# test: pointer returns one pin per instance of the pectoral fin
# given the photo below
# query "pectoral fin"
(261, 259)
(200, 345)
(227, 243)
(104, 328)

====================

Task to carry out — Until the last line is reached, keep transcribing the data exactly.

Exercise response —
# test: pointer returns one pin per instance of the pectoral fin
# given the photo below
# query "pectoral fin"
(261, 259)
(200, 345)
(227, 243)
(104, 328)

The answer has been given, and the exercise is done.